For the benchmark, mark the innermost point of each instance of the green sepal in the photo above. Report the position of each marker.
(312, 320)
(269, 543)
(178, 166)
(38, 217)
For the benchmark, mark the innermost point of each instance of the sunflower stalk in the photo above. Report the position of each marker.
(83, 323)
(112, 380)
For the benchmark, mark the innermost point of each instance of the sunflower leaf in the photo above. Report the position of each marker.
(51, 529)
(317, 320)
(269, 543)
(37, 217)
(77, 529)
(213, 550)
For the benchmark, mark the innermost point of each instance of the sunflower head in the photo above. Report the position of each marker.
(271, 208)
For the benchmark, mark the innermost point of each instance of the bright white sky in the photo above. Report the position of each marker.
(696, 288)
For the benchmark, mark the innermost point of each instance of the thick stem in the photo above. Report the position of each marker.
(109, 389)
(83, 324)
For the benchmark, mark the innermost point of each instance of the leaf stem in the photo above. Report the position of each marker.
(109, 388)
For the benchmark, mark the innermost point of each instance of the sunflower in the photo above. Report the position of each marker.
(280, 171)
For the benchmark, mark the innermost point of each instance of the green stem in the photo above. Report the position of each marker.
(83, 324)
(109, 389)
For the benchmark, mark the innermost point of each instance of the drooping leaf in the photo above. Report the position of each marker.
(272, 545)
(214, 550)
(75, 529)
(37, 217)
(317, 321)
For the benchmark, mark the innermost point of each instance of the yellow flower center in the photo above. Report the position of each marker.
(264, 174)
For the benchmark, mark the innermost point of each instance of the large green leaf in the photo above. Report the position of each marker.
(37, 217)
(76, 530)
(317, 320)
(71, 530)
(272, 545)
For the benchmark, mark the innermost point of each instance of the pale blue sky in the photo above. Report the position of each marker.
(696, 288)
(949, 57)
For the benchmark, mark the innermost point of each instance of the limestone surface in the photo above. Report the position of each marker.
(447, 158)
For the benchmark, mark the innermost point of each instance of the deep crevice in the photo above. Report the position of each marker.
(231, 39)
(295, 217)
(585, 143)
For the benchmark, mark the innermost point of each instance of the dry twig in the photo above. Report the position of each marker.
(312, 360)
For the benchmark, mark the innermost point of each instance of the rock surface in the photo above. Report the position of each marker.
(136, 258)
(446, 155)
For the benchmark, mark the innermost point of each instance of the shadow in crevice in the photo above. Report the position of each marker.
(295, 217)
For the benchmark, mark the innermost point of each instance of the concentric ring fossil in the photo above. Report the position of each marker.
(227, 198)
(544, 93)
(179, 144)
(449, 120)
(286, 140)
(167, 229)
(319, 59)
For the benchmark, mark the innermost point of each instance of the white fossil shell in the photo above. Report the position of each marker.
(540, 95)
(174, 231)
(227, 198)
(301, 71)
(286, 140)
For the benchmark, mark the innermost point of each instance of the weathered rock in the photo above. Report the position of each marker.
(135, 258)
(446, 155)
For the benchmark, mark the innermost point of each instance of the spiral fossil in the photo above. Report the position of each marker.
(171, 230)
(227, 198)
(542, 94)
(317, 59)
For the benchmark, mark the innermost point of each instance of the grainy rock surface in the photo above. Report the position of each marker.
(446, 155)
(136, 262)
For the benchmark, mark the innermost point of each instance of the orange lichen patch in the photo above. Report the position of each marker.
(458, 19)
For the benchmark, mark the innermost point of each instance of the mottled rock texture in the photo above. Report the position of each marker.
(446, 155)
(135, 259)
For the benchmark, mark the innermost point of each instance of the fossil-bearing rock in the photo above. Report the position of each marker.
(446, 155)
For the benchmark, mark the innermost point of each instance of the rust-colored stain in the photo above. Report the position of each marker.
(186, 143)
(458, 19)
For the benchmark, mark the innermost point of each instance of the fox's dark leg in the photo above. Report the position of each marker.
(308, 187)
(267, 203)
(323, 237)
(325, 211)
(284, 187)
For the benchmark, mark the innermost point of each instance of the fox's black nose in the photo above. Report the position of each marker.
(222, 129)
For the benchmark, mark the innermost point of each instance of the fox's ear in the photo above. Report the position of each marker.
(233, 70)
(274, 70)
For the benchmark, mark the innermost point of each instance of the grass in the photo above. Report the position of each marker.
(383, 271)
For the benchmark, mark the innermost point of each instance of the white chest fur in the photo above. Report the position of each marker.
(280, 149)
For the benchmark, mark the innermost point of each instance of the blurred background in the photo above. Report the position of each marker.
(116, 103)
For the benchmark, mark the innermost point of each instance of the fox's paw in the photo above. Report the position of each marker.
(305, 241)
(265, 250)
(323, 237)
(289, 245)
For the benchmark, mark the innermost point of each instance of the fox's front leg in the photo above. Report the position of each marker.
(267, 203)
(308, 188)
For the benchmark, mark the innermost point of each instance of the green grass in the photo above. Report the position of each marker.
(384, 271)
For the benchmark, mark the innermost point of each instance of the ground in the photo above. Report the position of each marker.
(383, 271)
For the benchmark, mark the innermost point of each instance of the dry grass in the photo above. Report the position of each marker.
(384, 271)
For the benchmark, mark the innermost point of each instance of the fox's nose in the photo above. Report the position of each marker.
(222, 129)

§ **STATED EXERCISE**: Render the part of the records from the line containing "the green grass" through the end of the records as a Markdown table with the columns Row and Record line. Give one numbered row per line and leave out blank lines.

§ **WRITTEN ANSWER**:
| Row | Record line |
|---|---|
| 1 | For the benchmark, mark the innermost point of each instance of the green grass in the photo above. Report the position of each marker. |
| 2 | (384, 271) |
| 3 | For the benchmark, mark the innermost point of each instance of the ground in the photo above. Report the position of each marker. |
| 4 | (383, 271) |
| 5 | For the benchmark, mark the innermost point of each instance of the dry grass in the photo above. Report the position of each marker. |
| 6 | (384, 271) |
| 7 | For the benchmark, mark the innermost point of each instance of the fox's nose in the photo above. Report the position of each marker. |
| 8 | (222, 129) |